INSTRUKSI ANDA: Tuliskan persis bagian teks tentang semangat Gambaru di bawah, mulai dari kata-kata "Bisa dikatakan orang" sampai kata-kata "tidak akan maju.".

DOKUMEN SUMBER:
Sebuah tulisan di twitter : Ini gempa terbesa sepanjang sejarah. karena itu kita mesti memberikan usaha dan cinta terbesar untuk dapat melewati bencana ini. Gelap sekali di Sendai, lalu ada satu titik bintang yang terlihat terang. Itu adalah bintang yang sangat indah. Warga Sendai , lihatlah keatas.
Saya sebagai orang Indonesia yang tidak pernah melihat cara penanganan bencana ala GAMBARU seperti ini , benar benar merasa malu dan disaat yang bersamaan muncul rasa kagum dan hormat terhadap warga dan pemerintah Jepang. Ini adalah negeri yang luar biasa , negeri yang sumber daya alamnya terbatas, negeri yang alamnya keras . Tetapi mereka bisa mencapai kemajuan yang luar biasa dan punya mental sekuat baja. Karena , falsafath GAMBARU-nya itu .
Bisa dikatakan orang Jepang tidak memiliki apa-apa selain Gambaru. Dan Gambaru sudah lebih dari cukup menghadapi segala persoalan dalam hidup. Benar sekali , bahwa kita musti berdoa. Kita mesti parah terhadap Tuhan. Hanya mental yang segala sesuatu menyalahkan Tuhan, dan bilang ini semua adalah kehendak-Nya, Tuhan marah pada umatNya, Tuhan marah melalui bencana alam maka tanyalah kepada rumput yang bergoyang. Saya memberikan garansi terhadap anda 100 persen selama mentalitas seperti ini berdiam pada diri kita, sampai kiamatpun saya rasa bangsa Indonesia tidak akan maju.
Kalau ditilik lebih jauh , “menyalahkan” Tuhan atas semua bencana dan persoalan hidup, sebenarnya dengan kata lain dapat dikatakan tidak berani bertanggungjawab terhadap hidup yang dianugerahkan Sang Pemilik Hidup. Jika diperjelas lagi , tidak berani bertanggungjawab itu maksudnya , melarikan diri dari masalah , tidak mau menghadapi masalah , dan saling mempersalahkan , tidak mau berjuang dan bersikap manja jika bertemu dengan sedikit rintangan.

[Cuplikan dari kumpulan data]
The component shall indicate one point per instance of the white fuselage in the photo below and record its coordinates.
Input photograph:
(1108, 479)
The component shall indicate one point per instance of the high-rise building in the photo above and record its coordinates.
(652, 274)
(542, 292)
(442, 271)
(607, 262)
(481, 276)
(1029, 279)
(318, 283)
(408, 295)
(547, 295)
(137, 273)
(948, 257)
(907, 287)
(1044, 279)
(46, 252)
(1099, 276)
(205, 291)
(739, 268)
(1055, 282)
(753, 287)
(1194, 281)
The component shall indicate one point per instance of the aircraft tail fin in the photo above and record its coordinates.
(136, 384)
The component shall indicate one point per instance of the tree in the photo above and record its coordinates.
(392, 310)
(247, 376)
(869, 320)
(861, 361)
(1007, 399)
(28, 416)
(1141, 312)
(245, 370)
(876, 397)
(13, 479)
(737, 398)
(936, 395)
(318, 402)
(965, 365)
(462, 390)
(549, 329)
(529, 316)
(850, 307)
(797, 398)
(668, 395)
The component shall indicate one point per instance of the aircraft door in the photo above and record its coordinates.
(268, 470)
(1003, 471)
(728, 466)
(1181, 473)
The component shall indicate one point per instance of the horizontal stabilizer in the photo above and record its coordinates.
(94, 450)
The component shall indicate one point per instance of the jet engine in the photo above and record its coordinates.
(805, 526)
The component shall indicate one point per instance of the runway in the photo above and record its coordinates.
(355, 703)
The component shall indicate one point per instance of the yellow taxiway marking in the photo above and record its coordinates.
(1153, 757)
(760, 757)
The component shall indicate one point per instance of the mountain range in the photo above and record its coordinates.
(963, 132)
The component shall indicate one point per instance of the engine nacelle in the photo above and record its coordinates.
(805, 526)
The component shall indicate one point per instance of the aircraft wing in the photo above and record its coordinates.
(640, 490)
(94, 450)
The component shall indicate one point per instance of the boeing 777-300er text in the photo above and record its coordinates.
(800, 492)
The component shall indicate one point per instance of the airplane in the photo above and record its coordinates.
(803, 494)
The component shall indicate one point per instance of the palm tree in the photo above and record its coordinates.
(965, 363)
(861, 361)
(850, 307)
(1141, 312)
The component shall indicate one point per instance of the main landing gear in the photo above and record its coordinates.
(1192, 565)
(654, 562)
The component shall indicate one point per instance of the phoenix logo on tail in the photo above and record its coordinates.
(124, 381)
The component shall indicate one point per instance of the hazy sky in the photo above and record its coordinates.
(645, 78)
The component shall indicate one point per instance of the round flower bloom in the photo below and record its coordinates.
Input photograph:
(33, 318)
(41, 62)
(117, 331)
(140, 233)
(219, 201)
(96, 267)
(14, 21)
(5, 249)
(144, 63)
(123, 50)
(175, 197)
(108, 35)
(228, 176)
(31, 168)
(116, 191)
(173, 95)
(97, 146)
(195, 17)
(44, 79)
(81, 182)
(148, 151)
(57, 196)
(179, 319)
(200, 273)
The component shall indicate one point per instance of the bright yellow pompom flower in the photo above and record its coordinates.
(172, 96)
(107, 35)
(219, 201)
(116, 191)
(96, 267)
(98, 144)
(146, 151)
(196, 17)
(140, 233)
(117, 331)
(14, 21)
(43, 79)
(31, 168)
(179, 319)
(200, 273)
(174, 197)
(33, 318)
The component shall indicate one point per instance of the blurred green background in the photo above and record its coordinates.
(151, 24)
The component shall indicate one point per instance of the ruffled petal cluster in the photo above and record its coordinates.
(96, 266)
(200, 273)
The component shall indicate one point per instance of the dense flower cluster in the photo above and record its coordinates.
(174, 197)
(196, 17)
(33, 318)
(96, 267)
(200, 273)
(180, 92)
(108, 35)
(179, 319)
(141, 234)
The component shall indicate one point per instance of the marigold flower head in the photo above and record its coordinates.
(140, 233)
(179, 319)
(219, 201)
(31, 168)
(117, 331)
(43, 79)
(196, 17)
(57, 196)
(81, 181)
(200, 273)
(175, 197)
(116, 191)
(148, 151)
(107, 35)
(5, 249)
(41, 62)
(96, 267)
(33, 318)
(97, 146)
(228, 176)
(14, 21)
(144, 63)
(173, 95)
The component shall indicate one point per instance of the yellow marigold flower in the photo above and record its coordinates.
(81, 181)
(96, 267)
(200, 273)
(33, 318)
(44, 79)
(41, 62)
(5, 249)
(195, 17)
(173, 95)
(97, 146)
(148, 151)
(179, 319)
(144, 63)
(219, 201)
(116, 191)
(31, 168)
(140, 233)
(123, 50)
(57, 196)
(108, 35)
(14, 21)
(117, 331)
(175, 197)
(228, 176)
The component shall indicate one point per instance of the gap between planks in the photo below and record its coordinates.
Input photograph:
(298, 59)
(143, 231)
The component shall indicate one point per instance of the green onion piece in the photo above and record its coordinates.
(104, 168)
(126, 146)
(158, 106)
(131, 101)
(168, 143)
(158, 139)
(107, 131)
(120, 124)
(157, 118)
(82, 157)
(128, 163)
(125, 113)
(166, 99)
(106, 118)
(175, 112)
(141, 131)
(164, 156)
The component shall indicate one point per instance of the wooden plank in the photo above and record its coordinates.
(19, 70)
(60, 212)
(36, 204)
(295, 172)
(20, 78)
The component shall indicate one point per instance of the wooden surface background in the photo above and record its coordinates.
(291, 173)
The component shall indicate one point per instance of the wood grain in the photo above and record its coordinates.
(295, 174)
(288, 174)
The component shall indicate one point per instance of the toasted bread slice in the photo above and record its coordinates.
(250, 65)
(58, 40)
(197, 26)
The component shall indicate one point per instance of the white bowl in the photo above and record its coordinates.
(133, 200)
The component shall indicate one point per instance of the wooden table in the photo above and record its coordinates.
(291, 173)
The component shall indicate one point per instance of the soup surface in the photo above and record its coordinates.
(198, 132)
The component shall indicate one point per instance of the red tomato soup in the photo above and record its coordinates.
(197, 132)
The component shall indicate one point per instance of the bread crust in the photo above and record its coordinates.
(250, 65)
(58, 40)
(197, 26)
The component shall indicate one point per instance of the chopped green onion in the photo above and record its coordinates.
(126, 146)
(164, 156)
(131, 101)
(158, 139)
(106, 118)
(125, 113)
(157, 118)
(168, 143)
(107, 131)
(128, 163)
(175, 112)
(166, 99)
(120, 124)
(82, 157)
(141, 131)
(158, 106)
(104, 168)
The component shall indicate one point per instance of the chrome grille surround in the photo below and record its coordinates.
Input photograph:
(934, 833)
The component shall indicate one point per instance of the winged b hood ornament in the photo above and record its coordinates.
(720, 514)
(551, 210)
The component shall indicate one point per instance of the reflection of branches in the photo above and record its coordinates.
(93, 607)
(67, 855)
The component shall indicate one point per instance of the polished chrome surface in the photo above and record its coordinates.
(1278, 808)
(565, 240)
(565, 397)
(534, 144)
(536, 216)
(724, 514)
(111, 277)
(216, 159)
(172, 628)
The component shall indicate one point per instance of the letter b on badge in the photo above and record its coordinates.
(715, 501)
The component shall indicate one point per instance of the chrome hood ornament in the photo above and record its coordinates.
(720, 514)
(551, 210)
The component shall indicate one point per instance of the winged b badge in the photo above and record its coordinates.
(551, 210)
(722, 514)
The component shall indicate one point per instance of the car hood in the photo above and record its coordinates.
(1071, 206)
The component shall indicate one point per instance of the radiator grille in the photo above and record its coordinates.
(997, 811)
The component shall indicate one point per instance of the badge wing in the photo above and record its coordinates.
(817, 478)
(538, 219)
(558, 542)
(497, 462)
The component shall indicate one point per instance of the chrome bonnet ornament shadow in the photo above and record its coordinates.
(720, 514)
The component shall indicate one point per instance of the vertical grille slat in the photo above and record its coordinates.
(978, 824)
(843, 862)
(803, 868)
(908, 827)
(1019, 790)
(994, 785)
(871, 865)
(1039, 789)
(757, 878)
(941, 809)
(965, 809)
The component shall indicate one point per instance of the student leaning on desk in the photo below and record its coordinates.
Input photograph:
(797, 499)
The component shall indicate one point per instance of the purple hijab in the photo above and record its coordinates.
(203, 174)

JAWABAN LENGKAP:
Bisa dikatakan orang Jepang tidak memiliki apa-apa selain Gambaru. Dan Gambaru sudah lebih dari cukup menghadapi segala persoalan dalam hidup. Benar sekali , bahwa kita musti berdoa. Kita mesti parah terhadap Tuhan. Hanya mental yang segala sesuatu menyalahkan Tuhan, dan bilang ini semua adalah kehendak-Nya, Tuhan marah pada umatNya, Tuhan marah melalui bencana alam maka tanyalah kepada rumput yang bergoyang. Saya memberikan garansi terhadap anda 100 persen selama mentalitas seperti ini berdiam pada diri kita, sampai kiamatpun saya rasa bangsa Indonesia tidak akan maju.